(WHAT IS ASKED)
• 1. Using the forum thread on lost OTA channels, decide whether each statement agrees with it: (a) blackwhole lost all channels after going from L306 to L403; (b) boylehome unplugged the power cord for 60 seconds; (c) boylehome's steps brought the channels back. Answer yes or no for each, and quote the words from the thread that settle it.
• 2. Reproduce the passage of the OTA channel thread word for word, from "For people who" to "(Apr 12, 2007)".

(SOURCE DOCUMENT)
■ ■ ■ ■

# Poll/Discussion: Did you lose your OTA with L4.03



## Ron Barry (Dec 10, 2002)

As suggest... Here is an thread to detail your OTA experiences. Please include your DMA and details as to what you are seeing and the channels you lost. 

For people who lost their OTA channels, one thing you might want to try:

1) Remove all your OTA channels that you current have added (Menu-6-9).
2) Power cord reboot your 622. 
3) Re-scan for your OTA channels.


----------



## blackwhole (Apr 12, 2007)

Ron Barry said:


> you might want to try:
> 
> 1) Remove all your OTA channels that you current have added (Menu-6-9).
> 2) Power cord reboot your 622.
> 3) Re-scan for your OTA channels.


I went from L306 to L403, lost all channels, have not been able to get them back. I've done all these things, but not in this order. Will try later tonight.

Thanks for starting this thread.


----------



## Ron Barry (Dec 10, 2002)

Be sure to after you delete all your channels, exist the Local Channel page so that your changes are written before doing a power cord reboot. It is worth a try.


----------



## boylehome (Jul 16, 2004)

Ron Barry said:


> Be sure to after you delete all your channels, exist the Local Channel page so that your changes are written before doing a power cord reboot. It is worth a try.


 Ron,

I had the total loss of OTA channels after L366 to L401 on one receiver (Version B). I deleted of all OTA channels then exited by selecting 'Done.' I then powered-off the receiver, followed by a 30 second power cord unplug, then after reboot, I did a 'Scan Locals' in 'Local Channels' and again selected 'Done.' This got all my channels back. I have not had loss of OTA channels loss since.

■ ■ ■ ■

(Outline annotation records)

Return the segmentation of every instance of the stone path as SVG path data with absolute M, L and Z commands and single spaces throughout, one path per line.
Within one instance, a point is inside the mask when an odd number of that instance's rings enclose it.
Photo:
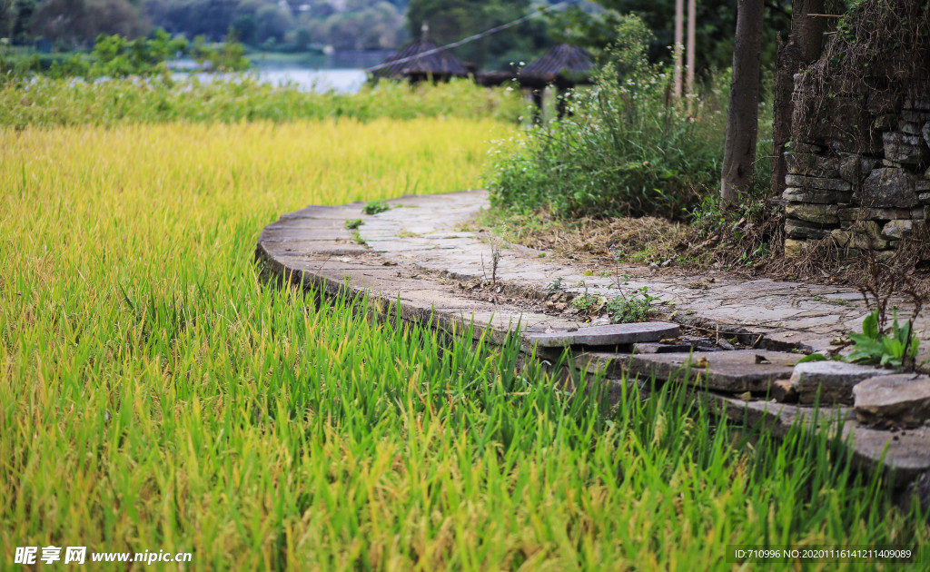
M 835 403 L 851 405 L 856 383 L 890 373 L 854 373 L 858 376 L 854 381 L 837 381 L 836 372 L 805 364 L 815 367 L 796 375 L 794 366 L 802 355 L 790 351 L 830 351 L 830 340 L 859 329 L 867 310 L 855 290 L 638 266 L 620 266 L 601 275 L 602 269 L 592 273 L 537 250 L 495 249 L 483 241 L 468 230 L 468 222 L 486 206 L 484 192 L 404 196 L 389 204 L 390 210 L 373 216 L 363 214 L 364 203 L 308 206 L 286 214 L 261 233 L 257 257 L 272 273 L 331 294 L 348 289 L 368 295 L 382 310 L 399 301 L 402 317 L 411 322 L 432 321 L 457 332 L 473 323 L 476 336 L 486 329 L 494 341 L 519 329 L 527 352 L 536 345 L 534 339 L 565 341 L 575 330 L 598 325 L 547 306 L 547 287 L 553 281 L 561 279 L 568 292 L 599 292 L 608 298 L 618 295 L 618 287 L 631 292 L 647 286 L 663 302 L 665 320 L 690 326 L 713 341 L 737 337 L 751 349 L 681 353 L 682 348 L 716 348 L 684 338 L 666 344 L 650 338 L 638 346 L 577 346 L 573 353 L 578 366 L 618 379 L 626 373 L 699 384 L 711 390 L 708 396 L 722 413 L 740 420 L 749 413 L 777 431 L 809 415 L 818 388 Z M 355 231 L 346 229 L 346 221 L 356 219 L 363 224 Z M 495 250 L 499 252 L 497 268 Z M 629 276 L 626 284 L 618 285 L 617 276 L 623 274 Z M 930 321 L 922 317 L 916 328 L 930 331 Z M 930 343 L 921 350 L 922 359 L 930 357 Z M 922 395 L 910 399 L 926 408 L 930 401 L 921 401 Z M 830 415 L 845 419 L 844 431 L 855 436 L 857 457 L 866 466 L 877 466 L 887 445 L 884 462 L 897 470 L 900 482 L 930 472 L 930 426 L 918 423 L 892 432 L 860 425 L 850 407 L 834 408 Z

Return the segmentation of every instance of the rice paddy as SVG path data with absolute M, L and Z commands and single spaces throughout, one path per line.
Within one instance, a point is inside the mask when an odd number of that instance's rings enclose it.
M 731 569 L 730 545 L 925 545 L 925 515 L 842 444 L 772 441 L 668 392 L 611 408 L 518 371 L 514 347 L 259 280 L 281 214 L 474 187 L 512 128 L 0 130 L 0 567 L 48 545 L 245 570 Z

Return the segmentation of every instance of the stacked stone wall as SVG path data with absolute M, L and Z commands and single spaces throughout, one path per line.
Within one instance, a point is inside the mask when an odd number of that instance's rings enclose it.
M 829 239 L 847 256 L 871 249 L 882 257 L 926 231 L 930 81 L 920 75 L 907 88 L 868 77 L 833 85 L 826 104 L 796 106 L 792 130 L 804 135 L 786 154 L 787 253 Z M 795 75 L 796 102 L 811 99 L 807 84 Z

■ ■ ■ ■

(ANSWERS PROVIDED)
• 1.
(a) Yes: "I went from L306 to L403, lost all channels"
(b) No: "followed by a 30 second power cord unplug"
(c) Yes: "This got all my channels back."

• 2.
For people who lost their OTA channels, one thing you might want to try:

1) Remove all your OTA channels that you current have added (Menu-6-9).
2) Power cord reboot your 622. 
3) Re-scan for your OTA channels.


----------



## blackwhole (Apr 12, 2007)